### Stored rows
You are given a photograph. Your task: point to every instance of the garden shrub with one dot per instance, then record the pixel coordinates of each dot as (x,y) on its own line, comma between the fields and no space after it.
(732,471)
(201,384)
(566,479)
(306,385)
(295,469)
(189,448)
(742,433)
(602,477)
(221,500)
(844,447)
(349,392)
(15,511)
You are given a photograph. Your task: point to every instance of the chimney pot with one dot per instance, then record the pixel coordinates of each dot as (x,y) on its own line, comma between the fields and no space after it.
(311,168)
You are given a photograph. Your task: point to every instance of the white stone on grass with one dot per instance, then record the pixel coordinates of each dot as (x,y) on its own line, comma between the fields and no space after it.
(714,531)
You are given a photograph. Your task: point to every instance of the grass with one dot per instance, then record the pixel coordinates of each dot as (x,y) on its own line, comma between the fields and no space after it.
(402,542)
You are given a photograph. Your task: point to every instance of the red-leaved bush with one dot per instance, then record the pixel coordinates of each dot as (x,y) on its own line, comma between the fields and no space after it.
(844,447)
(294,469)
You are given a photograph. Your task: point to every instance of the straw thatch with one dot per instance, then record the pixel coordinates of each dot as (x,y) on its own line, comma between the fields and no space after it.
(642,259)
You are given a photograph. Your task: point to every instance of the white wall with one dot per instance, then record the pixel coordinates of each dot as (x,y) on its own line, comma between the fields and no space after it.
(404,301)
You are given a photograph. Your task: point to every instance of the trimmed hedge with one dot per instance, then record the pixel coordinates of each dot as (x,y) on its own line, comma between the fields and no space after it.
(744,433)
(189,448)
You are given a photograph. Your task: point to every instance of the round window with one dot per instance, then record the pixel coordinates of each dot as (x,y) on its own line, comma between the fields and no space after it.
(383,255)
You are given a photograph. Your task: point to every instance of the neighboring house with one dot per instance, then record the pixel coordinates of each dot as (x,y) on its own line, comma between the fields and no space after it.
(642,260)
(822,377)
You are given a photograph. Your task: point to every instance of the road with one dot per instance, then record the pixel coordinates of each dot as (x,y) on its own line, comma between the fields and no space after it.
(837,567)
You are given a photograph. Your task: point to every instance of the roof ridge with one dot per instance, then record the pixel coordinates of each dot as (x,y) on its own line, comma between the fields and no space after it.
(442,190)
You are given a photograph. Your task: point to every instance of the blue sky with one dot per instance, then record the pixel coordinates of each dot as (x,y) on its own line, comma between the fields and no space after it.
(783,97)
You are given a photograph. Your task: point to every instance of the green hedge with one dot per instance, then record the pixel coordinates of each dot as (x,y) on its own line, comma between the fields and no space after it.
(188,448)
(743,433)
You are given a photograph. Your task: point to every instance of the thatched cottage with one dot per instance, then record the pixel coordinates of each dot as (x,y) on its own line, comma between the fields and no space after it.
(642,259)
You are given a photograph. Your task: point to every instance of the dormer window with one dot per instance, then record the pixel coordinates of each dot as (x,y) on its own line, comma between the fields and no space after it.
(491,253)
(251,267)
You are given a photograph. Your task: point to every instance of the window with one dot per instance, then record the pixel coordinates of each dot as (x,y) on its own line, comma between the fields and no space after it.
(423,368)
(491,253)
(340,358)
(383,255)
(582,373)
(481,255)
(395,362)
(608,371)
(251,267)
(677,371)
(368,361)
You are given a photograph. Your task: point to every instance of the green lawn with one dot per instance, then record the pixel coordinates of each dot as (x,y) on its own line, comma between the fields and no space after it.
######
§ Directions for this task: Produce an exact copy of the whole listing.

§ Result of the task:
You are given a photograph. Your task: point to every instance of the garden shrub with one dot per instance, then record the pixel coordinates of each dot as (x,y) on its own line, comma between the fields and no space after it.
(732,471)
(201,384)
(566,479)
(306,385)
(295,469)
(189,448)
(742,433)
(602,477)
(221,500)
(844,447)
(349,392)
(15,511)
You are given a photograph. Your task: point to every instance of the chimney pot with one dot per instance, then record the pixel coordinates of each dot as (x,y) on its own line, comma between the fields and no space after it.
(311,168)
You are given a photograph. Your task: point to every instance of the white stone on grass with one dot per instance, then record the pixel coordinates of each dot as (x,y) on its own line, comma between the fields and no space after it.
(714,531)
You are given a photograph. Your task: point to every instance of the grass with one dot per instance, then record the pixel coordinates of each dot as (x,y) on its own line, comma between the fields and no space after it.
(402,542)
You are given a photograph. Your task: point to every instance of the red-leaved bush with one dot per instance, then record the pixel coordinates of each dot as (x,y) on its own line, comma between the fields and no space after it.
(844,447)
(294,469)
You are given a photograph. Your task: point to every instance of the straw thatch with one dot per instance, then record the pixel coordinates of each dot as (x,y) on its own line, comma between the fields and no space after it.
(642,259)
You are given a photograph. Your task: point to every instance of the white wall with one dot per instance, then record the pixel coordinates of each dot as (x,y) on its own line, comma between the fields and no space after it.
(404,301)
You are given a photograph. Your task: point to every instance of the trimmed hedge with one dot per instance, then record the pixel coordinates of each dot as (x,y) on its own line, comma between the fields and no space after it.
(744,433)
(189,448)
You are given a photograph. Your task: point to every instance of the round window with one dot per instance, then record the pixel coordinates of each dot as (x,y) on its own line, comma between the fields and no space after it.
(383,255)
You are given a photograph. Your task: point to every instance of the neighboring house with one dot per instance, then record the pixel coordinates of each dot as (x,y) on its own line, comma between the fields and no space after it.
(642,260)
(822,377)
You are given a photograph. Your task: point to every instance of the road with one dot per instance, then record the pixel coordinates of each dot as (x,y) on its own line, comma between the fields and no space after it.
(837,567)
You are given a photograph. Your task: point to every instance of the roof ridge with one dot per instance, then record the pixel coordinates of each dot as (x,y) on its own line, comma between the fields and no space after it.
(442,190)
You are given a photograph. Your task: point to every instance of the blue sky with one dot per instance, then record the pixel coordinates of each dot as (x,y) on its own line, comma between the fields and no space after it.
(783,97)
You are given a photograph. Your task: point to every instance of the green hedge with one dot per instance, then record the pixel coordinates of each dot as (x,y) on its own line, comma between the fields and no space after it.
(188,448)
(743,433)
You are given a photograph. Your task: point to every instance of the thatched cottage with one dot per instance, then record the pixel coordinates of each dot as (x,y) on its own line, comma between the fields and no space after it.
(642,259)
You are given a photograph. Your task: point to every instance of the dormer window with one dot per instance, then record the pixel coordinates of each dot as (x,y) on its own line, comma between the fields and no space after it.
(491,253)
(251,267)
You are given a photograph. Your task: point to every instance of the window with one dot per instance, then record the pixel coordinates of each dot as (x,y) on its own line, comma between the fields and no space after it.
(423,368)
(491,253)
(340,358)
(383,255)
(582,373)
(481,255)
(395,362)
(608,371)
(251,267)
(677,371)
(368,361)
You are given a photograph. Your task: point to every instance of the green lawn with one dot per instance, then record the pixel coordinates of each dot as (x,y) on its own line, comma between the fields and no space after it.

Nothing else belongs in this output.